= Task statement =
Each entry below should be returned exactly as is, with the pictures removed.

::: Data for review

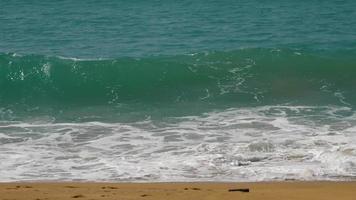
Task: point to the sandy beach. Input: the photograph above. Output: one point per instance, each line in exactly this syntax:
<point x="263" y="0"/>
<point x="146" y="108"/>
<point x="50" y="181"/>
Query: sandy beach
<point x="175" y="191"/>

::::::

= Result for this task =
Task: point to the sandy beach. Input: the photograph above. Output: one point per instance, each line in exactly this syntax:
<point x="263" y="0"/>
<point x="146" y="108"/>
<point x="50" y="181"/>
Query: sandy beach
<point x="175" y="191"/>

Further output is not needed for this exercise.